▶ [DO THIS]: From the listing below, pick out every line that contains the word "blonde" and copy each one.

== DATA FOR PROCESSING

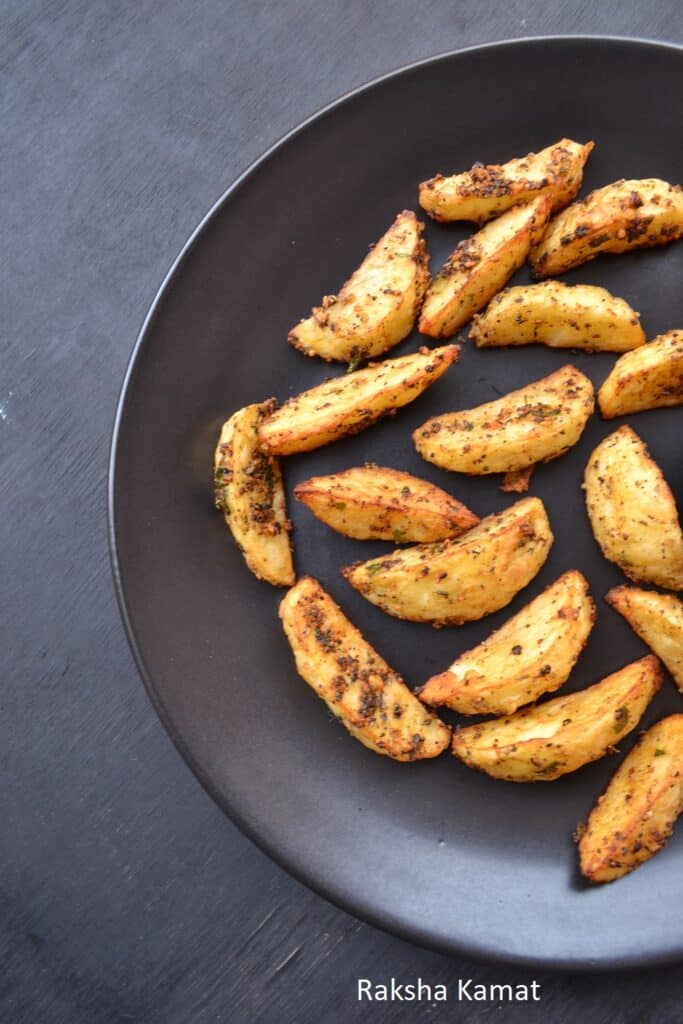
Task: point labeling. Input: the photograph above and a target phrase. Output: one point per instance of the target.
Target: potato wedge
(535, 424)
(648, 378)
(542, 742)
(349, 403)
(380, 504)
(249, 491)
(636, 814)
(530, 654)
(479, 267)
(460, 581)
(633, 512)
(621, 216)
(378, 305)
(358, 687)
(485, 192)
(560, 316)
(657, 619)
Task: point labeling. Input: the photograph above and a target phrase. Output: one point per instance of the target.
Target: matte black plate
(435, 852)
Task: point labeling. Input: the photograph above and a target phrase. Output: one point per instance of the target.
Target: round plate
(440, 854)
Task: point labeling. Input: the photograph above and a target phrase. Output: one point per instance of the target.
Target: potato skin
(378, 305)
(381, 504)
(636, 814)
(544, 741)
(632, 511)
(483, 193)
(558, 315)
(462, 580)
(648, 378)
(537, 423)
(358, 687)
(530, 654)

====
== DATA FOR PROCESSING

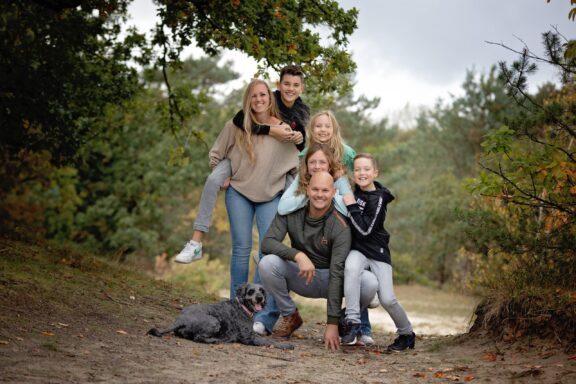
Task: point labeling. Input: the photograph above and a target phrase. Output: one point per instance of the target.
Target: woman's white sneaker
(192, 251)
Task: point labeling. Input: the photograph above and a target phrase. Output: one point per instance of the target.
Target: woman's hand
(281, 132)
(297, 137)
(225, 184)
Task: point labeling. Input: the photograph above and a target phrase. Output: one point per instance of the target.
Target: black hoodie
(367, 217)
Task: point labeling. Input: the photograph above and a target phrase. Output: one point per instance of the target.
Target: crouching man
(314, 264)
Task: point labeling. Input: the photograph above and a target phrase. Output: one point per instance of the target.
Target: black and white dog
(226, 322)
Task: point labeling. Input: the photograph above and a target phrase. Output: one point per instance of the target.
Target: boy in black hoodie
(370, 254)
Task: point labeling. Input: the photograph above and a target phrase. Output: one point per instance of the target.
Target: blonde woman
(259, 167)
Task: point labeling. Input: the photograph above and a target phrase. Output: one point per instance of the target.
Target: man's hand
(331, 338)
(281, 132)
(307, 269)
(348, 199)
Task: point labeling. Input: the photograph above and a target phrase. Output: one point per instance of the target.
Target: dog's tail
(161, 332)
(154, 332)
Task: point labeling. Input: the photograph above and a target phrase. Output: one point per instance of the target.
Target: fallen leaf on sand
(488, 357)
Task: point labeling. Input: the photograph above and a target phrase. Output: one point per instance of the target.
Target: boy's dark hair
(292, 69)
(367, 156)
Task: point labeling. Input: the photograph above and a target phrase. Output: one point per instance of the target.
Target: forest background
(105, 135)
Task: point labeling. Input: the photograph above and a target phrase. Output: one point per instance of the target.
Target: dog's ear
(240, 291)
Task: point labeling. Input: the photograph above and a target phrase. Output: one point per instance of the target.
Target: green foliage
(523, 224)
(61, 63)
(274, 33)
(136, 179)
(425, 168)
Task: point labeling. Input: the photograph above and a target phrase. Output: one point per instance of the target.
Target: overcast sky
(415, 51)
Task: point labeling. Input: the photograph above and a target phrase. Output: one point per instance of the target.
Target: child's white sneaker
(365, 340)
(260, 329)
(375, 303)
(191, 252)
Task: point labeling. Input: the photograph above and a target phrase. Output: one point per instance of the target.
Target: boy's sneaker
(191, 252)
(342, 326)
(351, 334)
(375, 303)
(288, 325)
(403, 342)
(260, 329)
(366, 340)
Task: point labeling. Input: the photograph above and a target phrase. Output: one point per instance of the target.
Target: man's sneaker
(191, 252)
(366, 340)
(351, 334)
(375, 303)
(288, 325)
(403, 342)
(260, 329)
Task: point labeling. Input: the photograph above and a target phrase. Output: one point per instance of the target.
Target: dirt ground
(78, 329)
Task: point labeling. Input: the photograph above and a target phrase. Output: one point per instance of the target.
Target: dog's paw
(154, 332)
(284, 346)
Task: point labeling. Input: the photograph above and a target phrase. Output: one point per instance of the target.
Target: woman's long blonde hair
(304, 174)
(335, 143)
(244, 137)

====
== DATA FOR PROCESSING

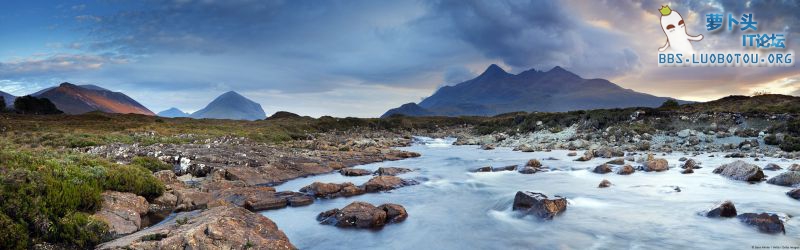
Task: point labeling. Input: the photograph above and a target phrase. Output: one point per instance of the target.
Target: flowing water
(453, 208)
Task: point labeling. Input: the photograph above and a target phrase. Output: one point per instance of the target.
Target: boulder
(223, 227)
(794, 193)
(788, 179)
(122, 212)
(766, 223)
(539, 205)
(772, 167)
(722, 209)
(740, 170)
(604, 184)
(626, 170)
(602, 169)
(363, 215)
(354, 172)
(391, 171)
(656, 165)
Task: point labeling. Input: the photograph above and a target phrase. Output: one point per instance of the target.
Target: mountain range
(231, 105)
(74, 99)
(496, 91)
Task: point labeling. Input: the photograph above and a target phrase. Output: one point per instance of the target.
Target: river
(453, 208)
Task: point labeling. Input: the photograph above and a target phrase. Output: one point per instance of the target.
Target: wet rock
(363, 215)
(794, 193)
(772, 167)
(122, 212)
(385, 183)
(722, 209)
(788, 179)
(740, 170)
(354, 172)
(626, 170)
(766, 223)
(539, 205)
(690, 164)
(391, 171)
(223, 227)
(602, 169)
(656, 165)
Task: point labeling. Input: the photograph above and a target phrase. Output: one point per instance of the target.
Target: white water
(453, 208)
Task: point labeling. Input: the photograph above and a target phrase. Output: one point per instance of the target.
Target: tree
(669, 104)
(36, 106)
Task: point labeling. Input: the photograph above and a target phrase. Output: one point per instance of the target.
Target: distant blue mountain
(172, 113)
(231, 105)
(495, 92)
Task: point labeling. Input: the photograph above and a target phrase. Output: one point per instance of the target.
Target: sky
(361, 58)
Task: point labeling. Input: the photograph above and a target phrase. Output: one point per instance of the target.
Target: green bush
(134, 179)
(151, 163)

====

▶ [SOLUTION TO THE EXERCISE]:
Target: blonde woman
Target: woman's long blonde hair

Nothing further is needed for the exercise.